▶ **Passage shown**
2.1.3 Community of Practice

The concept of community of practice has its root in constructivism (e.g. Piaget, 1950)

as an anti-force to traditional pedagogy where instructors instill knowledge to learners

via codification and transference. In line with this view, cognition develops at the

time and place in which certain experience occurs with the individual. Learning from

the perspective of constructivism emphasizes the presence of both hands-on tasks that

bring up real-world problems and the co-participants, usually teammates. That is,

group activities are of great value in this teaching method because participants are

needed to engage in negotiated processes with the aim to attain their shared goals.

Learning in groups is later attributed to communities of practice (Lave & Wenger,

1991; Wenger, 1998), a notional space in which learning takes place as one

communicates with other members during participation in particular practices. Such

participatory learning is termed as situated learning (Wenger, 1998) because it is

situated in authentic contexts from real situations. With regard to this approach to

pedagogy, Bielaczyc and Collins (1999) further stresses that a culture of learning in a

community of practice is built upon participants’ shared knowledge of learning how

to learn, or say, their social interdependence.

▶ **Short problem A**
Name every author surname cited in the passage on community of practice.
▶ **Short problem B**
In the listing, begin at the line that has "Expected behaviour: mark a point on the arched window, one" and stop after the line that has "[[550, 357]]". Rewrite those lines, substituting "opening" for "window" and leaving everything else the same.
The passage and the listing are unrelated to each other.

▶ **Material provided**
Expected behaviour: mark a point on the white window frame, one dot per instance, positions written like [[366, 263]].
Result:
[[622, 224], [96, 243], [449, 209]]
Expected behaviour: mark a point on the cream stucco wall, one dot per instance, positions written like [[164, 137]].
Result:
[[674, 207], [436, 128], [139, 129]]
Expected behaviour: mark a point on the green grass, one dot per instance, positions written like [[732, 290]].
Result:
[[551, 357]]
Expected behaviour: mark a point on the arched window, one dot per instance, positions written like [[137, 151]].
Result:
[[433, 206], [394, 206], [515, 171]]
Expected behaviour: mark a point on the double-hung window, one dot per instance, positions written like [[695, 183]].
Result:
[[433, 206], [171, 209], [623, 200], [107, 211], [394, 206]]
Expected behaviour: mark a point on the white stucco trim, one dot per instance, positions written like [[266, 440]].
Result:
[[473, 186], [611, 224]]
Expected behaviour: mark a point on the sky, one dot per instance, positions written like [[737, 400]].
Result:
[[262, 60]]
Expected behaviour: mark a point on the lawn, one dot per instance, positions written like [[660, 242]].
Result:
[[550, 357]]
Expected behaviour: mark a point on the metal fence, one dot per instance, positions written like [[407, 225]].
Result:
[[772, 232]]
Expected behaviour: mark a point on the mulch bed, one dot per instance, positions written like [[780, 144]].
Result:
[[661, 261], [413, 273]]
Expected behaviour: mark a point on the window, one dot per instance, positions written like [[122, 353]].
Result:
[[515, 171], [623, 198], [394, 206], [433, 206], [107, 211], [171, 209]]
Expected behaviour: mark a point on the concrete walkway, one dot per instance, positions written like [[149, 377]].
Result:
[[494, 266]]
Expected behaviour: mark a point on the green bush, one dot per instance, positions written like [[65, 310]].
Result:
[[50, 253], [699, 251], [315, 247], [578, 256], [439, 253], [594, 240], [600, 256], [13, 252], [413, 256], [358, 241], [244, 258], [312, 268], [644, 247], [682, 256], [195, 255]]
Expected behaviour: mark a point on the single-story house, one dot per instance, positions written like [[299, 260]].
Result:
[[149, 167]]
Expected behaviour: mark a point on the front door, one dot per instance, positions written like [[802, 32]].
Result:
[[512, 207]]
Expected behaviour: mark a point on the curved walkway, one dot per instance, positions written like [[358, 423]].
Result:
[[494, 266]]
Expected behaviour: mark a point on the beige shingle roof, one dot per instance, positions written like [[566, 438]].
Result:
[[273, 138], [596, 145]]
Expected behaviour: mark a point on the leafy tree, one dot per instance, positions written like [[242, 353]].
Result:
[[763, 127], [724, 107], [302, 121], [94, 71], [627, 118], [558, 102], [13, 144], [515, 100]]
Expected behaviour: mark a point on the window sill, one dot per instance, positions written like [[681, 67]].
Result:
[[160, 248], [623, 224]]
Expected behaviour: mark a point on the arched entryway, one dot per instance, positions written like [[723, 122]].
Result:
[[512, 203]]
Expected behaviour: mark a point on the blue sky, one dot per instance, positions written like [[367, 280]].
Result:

▶ **Task result A**
Piaget, Lave, Wenger, Bielaczyc, Collins

▶ **Task result B**
Expected behaviour: mark a point on the arched opening, one dot per instance, positions written like [[137, 151]].
Result:
[[433, 206], [394, 206], [515, 171]]
Expected behaviour: mark a point on the double-hung opening, one dot per instance, positions written like [[695, 183]].
Result:
[[433, 206], [171, 209], [623, 200], [107, 211], [394, 206]]
Expected behaviour: mark a point on the white stucco trim, one dot per instance, positions written like [[266, 440]].
Result:
[[473, 186], [611, 224]]
Expected behaviour: mark a point on the sky, one dot per instance, positions written like [[737, 400]].
Result:
[[262, 60]]
Expected behaviour: mark a point on the lawn, one dot per instance, positions written like [[660, 242]].
Result:
[[550, 357]]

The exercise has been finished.